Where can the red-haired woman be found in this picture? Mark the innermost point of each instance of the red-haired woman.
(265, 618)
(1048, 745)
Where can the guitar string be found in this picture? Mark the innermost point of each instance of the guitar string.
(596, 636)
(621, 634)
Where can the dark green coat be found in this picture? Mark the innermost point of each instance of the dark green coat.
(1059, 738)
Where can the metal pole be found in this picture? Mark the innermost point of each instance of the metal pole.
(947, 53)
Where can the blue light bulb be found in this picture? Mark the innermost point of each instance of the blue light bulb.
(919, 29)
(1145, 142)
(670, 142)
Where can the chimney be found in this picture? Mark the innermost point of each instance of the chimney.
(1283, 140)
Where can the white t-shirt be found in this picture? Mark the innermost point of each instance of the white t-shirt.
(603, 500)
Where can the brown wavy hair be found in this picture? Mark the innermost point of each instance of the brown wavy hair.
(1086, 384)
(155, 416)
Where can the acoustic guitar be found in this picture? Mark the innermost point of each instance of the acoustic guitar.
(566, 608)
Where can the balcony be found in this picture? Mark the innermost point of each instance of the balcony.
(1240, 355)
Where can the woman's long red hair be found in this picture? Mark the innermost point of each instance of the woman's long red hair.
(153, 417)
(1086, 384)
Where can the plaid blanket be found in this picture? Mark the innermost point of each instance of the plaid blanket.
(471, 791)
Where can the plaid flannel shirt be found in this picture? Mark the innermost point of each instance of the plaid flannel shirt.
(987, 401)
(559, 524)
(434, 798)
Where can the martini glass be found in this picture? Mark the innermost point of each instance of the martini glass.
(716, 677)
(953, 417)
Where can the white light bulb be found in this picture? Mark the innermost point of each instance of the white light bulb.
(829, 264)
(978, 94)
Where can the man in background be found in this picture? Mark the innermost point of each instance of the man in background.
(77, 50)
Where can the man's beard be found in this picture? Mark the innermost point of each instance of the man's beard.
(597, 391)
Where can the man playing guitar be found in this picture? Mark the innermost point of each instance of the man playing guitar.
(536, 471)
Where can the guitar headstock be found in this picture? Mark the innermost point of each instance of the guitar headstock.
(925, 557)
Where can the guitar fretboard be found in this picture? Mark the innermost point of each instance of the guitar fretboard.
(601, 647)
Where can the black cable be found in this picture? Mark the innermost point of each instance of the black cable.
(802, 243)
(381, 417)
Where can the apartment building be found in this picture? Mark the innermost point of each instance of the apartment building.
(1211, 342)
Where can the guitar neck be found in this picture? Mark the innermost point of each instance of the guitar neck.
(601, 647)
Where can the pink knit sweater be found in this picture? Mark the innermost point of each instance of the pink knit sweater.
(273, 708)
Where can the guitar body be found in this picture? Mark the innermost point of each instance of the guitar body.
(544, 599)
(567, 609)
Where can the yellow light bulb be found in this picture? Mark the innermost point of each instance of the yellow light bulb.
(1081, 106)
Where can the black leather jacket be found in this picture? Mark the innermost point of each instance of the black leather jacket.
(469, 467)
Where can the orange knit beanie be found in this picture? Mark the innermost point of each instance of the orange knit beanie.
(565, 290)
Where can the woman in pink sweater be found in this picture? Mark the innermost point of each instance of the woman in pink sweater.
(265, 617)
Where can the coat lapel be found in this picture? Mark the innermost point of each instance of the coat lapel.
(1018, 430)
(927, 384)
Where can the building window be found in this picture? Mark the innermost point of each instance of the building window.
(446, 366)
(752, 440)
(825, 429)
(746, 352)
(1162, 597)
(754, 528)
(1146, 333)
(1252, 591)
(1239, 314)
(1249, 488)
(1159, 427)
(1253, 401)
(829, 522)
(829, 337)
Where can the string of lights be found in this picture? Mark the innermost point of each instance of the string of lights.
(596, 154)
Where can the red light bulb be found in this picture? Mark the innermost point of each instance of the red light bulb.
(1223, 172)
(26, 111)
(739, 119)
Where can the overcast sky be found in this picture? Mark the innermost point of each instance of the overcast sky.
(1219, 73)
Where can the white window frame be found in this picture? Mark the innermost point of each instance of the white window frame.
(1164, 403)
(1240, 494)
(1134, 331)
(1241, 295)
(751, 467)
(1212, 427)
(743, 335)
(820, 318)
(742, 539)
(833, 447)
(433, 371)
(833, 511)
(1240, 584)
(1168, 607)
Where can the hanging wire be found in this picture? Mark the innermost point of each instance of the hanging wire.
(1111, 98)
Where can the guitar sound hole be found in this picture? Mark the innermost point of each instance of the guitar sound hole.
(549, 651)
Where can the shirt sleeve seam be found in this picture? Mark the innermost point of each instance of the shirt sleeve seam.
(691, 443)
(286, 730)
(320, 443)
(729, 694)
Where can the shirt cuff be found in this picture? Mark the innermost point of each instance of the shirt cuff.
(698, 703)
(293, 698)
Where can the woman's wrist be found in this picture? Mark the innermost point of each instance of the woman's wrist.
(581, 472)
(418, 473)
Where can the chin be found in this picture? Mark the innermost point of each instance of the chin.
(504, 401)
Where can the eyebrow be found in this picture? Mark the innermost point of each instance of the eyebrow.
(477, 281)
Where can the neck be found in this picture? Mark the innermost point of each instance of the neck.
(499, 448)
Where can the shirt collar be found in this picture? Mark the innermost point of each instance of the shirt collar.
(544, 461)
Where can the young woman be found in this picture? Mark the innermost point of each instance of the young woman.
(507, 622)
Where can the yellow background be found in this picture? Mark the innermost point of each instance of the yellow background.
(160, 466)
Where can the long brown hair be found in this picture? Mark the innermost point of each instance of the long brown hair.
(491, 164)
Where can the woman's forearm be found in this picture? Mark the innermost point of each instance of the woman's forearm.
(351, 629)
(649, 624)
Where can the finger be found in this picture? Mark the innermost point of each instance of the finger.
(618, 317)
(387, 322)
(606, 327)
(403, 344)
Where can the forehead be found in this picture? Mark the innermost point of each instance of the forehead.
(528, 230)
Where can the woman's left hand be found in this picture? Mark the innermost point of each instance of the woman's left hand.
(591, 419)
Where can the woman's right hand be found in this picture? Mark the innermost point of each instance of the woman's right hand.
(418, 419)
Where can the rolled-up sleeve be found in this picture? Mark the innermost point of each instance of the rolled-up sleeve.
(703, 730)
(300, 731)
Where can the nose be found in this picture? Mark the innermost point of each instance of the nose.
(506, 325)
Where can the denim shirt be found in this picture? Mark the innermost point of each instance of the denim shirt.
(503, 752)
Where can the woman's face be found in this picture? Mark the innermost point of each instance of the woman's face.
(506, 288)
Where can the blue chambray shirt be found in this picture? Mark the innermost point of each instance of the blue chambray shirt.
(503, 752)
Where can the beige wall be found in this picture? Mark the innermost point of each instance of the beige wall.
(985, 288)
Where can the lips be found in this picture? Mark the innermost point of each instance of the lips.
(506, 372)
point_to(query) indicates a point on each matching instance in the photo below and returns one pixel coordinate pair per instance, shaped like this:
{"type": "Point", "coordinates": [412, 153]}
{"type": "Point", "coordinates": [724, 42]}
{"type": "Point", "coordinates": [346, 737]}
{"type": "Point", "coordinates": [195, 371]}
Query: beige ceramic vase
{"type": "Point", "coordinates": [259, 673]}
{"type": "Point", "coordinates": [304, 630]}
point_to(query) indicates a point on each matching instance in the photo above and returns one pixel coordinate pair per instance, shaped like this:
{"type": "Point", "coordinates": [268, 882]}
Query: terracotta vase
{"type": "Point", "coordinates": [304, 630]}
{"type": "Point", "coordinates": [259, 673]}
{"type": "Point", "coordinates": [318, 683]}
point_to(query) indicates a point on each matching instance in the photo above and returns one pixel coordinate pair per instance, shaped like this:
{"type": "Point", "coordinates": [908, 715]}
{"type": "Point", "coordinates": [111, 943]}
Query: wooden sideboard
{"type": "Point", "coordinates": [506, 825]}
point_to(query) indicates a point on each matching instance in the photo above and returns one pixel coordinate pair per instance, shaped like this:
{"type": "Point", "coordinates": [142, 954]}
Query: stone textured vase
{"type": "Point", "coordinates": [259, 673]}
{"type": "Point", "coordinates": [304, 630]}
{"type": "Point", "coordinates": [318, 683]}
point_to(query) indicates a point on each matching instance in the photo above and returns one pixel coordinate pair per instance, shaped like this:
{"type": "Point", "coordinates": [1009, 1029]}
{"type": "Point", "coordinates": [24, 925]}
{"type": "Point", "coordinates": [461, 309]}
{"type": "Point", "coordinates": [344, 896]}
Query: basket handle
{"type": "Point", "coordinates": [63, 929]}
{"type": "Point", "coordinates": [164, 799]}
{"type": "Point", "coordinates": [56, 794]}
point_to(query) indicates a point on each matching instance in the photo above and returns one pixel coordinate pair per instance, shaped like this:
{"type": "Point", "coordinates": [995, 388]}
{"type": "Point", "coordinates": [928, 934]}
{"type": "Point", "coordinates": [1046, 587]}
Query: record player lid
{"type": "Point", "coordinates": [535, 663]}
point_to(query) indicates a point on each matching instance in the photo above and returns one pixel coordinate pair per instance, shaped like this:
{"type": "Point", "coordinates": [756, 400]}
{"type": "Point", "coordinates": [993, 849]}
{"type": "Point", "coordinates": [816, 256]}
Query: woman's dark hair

···

## [What to produce]
Quote the entries word for word, starting with the first line and going on through the line with "(1059, 738)".

## [Worked answer]
Where can the red-haired woman be found in this picture? Mark the innermost point of each instance of the red-haired woman.
(265, 618)
(1048, 745)
Where can the guitar string be found in this picture? Mark the innermost point of each instance of the guitar string.
(596, 636)
(621, 634)
Where can the dark green coat be found in this picture? Mark the innermost point of each instance of the dark green coat.
(1059, 738)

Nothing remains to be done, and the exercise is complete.